Work to do
Rewrite the entries from the line that has "of the stone" through the end of the entries, replacing "stone tile floor" with "tiled floor" and keeping everything else the same.

************

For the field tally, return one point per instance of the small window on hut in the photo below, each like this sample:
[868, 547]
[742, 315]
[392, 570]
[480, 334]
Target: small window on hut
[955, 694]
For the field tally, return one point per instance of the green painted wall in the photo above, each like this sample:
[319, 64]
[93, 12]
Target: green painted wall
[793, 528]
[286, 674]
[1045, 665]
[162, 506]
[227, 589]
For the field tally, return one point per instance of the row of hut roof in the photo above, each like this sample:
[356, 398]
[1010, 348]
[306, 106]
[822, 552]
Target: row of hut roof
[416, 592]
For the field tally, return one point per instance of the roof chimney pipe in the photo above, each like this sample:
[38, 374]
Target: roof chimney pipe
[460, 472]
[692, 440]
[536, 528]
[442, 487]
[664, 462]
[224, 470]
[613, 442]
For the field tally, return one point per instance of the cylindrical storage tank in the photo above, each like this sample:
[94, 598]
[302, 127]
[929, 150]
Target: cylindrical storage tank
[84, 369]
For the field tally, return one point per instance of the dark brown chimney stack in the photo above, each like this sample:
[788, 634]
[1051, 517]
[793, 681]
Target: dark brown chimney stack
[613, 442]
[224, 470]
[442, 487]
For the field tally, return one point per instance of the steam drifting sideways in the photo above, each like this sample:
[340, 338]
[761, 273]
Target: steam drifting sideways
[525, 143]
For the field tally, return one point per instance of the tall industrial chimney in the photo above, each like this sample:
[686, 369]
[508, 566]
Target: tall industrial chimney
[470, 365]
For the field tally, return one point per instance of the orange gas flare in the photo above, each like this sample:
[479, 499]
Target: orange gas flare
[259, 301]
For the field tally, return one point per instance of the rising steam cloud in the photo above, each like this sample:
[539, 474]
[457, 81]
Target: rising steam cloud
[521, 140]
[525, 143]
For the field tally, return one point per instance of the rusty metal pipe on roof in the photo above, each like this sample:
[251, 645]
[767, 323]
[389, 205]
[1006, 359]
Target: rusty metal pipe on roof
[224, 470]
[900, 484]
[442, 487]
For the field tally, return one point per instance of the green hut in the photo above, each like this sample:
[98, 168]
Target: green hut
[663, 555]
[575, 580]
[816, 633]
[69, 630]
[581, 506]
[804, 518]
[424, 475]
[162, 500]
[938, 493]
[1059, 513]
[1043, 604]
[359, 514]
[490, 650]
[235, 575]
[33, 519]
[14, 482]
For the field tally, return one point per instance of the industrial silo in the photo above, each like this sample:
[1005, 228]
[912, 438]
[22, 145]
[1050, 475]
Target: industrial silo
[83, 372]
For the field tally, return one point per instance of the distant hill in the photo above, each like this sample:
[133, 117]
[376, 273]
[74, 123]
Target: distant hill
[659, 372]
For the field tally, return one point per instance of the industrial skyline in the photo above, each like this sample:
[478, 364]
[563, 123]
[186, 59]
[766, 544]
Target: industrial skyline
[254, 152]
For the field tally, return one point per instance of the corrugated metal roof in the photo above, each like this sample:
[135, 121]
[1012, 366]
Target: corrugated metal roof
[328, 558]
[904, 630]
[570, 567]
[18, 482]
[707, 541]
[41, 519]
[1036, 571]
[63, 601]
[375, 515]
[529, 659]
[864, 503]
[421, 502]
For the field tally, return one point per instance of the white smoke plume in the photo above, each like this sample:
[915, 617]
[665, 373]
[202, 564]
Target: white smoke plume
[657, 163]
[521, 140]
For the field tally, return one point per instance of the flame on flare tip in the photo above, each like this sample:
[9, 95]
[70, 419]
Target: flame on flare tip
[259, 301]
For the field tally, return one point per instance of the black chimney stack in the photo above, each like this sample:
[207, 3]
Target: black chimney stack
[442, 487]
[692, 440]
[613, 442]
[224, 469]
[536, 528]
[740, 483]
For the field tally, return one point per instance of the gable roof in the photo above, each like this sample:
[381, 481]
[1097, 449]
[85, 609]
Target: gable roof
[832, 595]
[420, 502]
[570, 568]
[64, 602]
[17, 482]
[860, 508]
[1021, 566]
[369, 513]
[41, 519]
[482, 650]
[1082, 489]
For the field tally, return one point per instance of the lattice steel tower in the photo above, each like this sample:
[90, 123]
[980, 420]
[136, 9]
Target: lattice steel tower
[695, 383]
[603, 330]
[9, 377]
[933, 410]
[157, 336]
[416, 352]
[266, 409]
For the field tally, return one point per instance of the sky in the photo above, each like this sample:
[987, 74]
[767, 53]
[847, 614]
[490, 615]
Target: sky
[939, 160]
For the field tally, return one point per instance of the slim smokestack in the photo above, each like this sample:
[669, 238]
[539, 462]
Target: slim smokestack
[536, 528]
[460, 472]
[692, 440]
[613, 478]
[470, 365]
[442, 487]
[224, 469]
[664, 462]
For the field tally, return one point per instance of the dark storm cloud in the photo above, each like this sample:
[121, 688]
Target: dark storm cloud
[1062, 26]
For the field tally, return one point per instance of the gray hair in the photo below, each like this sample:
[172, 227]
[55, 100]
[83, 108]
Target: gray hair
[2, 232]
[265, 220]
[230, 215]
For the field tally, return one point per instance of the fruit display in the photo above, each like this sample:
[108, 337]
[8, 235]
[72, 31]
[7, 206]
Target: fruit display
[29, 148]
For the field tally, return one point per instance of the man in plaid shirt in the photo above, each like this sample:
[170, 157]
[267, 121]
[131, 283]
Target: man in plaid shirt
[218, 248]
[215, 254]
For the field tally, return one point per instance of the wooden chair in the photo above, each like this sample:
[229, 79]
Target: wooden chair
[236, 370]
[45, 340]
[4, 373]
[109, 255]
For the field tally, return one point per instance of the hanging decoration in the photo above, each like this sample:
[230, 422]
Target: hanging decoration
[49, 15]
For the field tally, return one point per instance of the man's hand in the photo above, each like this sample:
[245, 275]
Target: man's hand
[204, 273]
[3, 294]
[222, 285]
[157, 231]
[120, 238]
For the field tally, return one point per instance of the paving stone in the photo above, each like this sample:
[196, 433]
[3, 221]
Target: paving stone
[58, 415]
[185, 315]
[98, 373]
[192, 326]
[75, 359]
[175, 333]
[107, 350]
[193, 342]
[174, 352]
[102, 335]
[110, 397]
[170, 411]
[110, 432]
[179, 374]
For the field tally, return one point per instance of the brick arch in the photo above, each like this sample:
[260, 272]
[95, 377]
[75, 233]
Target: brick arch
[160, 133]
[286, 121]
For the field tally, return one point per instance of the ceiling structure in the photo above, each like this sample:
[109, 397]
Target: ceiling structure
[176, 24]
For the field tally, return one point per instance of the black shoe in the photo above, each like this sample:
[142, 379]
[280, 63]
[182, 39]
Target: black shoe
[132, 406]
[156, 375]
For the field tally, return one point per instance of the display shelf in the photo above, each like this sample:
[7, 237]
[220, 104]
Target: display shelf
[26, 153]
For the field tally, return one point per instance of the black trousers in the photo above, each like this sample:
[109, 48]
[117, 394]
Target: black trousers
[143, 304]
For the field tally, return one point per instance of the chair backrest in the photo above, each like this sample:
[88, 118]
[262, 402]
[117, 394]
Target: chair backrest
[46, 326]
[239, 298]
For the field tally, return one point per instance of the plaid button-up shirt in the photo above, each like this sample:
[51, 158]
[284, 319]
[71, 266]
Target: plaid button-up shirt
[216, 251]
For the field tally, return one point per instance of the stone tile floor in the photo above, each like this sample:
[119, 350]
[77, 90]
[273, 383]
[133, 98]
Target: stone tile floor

************

Solution to this task
For the field tally, return one point per instance of the tiled floor in the photo above, each like this sample:
[119, 350]
[77, 90]
[273, 383]
[133, 98]
Target: tiled floor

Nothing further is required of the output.